For each record below, output its text exactly and skip any picture.

[Opening SOURCE RECORDS section]

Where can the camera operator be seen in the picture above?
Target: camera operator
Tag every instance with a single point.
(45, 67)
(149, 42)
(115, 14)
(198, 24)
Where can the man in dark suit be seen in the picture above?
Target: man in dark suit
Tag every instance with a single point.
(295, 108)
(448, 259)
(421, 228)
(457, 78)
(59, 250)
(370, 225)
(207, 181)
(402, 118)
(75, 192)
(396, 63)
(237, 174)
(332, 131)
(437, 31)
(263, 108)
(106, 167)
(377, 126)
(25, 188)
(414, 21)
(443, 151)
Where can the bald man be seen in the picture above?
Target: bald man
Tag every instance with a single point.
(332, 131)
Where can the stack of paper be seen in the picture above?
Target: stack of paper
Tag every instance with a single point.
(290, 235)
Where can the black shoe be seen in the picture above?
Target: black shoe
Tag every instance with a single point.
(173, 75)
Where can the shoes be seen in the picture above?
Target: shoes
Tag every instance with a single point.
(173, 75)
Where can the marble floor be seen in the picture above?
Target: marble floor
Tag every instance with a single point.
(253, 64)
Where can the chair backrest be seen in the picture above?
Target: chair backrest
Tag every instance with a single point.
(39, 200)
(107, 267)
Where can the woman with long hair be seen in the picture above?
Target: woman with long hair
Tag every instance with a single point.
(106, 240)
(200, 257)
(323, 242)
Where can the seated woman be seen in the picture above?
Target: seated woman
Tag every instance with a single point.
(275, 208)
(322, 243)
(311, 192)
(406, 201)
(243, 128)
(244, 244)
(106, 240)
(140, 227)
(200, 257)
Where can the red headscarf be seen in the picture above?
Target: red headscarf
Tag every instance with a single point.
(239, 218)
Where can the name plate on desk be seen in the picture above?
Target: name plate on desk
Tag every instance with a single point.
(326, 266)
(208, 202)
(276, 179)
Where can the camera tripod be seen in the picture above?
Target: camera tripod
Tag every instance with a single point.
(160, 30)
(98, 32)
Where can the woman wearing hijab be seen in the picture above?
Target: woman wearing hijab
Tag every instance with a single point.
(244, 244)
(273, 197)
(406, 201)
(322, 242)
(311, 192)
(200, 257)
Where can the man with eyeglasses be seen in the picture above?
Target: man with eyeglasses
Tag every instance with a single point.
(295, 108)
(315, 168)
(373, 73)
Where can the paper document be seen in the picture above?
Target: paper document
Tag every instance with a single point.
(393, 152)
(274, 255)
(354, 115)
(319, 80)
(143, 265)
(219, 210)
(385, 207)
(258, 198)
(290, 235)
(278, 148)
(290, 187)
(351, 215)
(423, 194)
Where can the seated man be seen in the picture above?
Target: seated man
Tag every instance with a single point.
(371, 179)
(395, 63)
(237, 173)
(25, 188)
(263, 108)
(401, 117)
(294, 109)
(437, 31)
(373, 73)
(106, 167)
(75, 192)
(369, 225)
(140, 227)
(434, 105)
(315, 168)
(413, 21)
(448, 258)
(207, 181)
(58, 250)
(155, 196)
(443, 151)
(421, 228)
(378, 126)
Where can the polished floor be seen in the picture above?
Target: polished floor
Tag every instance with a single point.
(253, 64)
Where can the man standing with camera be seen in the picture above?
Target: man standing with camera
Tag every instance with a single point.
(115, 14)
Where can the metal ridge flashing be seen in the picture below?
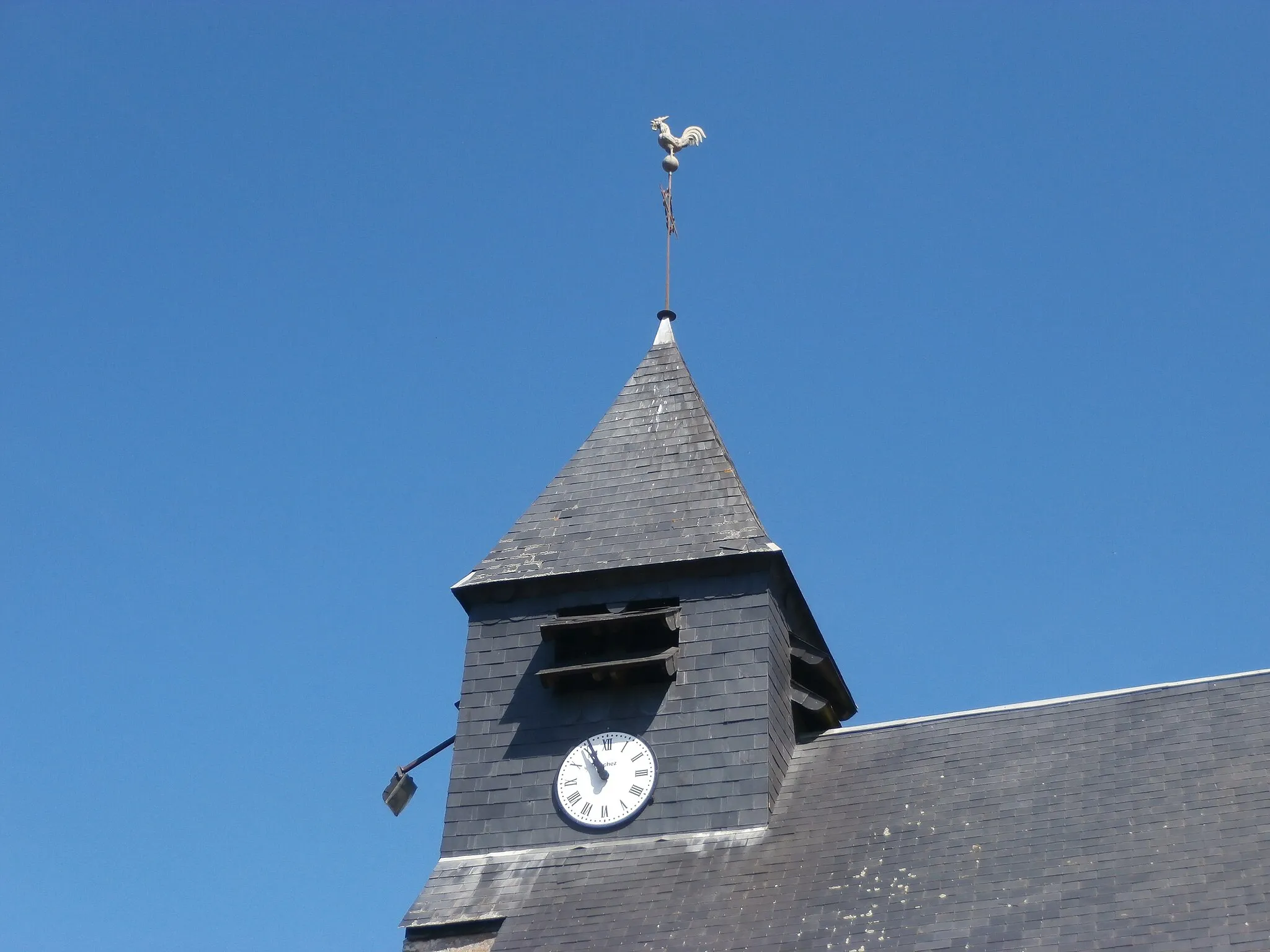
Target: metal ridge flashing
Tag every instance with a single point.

[Closing SOURCE RECORDS section]

▶ RESPONSE BELOW
Where can the camera operator be seen in the picture above?
Target: camera operator
Tag every instance with a single point.
(45, 67)
(149, 42)
(115, 14)
(198, 24)
Where can the man in dark suit be seen in the picture above?
Target: man in dark suit
Tag every instance with a single point.
(295, 108)
(448, 259)
(421, 228)
(457, 78)
(59, 250)
(370, 225)
(207, 181)
(402, 118)
(75, 192)
(396, 63)
(237, 174)
(332, 131)
(437, 31)
(263, 108)
(106, 167)
(377, 126)
(25, 188)
(414, 21)
(443, 151)
Where can the bald man be seen in the picture above?
Target: bald man
Tag every instance with a single point.
(332, 131)
Where can the stack of paper be seen in the picture above?
Target: stack of paper
Tag every instance with a single point.
(290, 235)
Where can the black shoe be seen in the picture above?
Target: black shoe
Tag every instance with a single point.
(173, 75)
Where can the shoes be seen in the picture above?
Target: shoes
Tag every instance with a single point.
(173, 75)
Where can the marble floor be seen in the picture above?
Target: marble floor
Tag every instance with a single point.
(253, 64)
Where can the chair backrest be seen in the picture above?
Target: chair backrest
Tag every instance with a single point.
(39, 200)
(107, 267)
Where can the woman with long hair be seen in the picture above?
Target: woman with long hair
Tag every instance with a single point.
(106, 240)
(200, 257)
(323, 242)
Where can the seated woman be seen in the picture above?
Target: seated woman
Tag every instance with a single point.
(275, 208)
(322, 243)
(311, 192)
(406, 201)
(243, 128)
(244, 244)
(106, 240)
(140, 227)
(200, 257)
Where can the red headscarf be seen in the picture above?
Target: red headscarf
Tag every instance with a single point.
(239, 218)
Where can the name plate on desk be seen in the picture above?
Target: name plate on desk
Tag every instance with a single point.
(326, 266)
(208, 202)
(276, 179)
Where can the camera tripod be seen in the picture above?
Target: camera tripod
Tag every instance with a single point.
(160, 30)
(98, 32)
Where can the woman wearing hijab be seen in the picture above?
Target: woman wearing hijab
Tag every instance with a single point.
(244, 244)
(273, 197)
(406, 201)
(322, 242)
(311, 192)
(200, 257)
Where can the man with eyeglasses be seen in the picture above?
Target: man with eyeglasses
Tag every instance with a single point.
(295, 108)
(315, 168)
(373, 73)
Where can the paper document be seen in the picture above?
Target: paper document
Tag every instance with a single point.
(393, 152)
(274, 255)
(354, 115)
(319, 80)
(143, 265)
(219, 210)
(385, 207)
(258, 198)
(290, 235)
(278, 148)
(290, 187)
(351, 215)
(423, 194)
Where can the seated man be seen in the picture above?
Target: seated man
Tag every instance with a single point.
(371, 179)
(395, 63)
(237, 173)
(25, 188)
(263, 108)
(401, 117)
(294, 109)
(437, 31)
(373, 73)
(106, 167)
(75, 192)
(369, 225)
(140, 227)
(434, 105)
(315, 168)
(413, 21)
(448, 258)
(207, 181)
(58, 250)
(155, 196)
(443, 151)
(421, 228)
(378, 126)
Where can the polished floor be seen in the picture above?
Target: polished floor
Tag every instance with a single point.
(253, 64)
Where can the man standing with camera be seen in the picture above?
Target: man standing with camera
Tag every instance with a single point.
(115, 14)
Where can the metal ridge flashing be seen in the picture below?
Target: metal ridge flashing
Tag every instance with a single point.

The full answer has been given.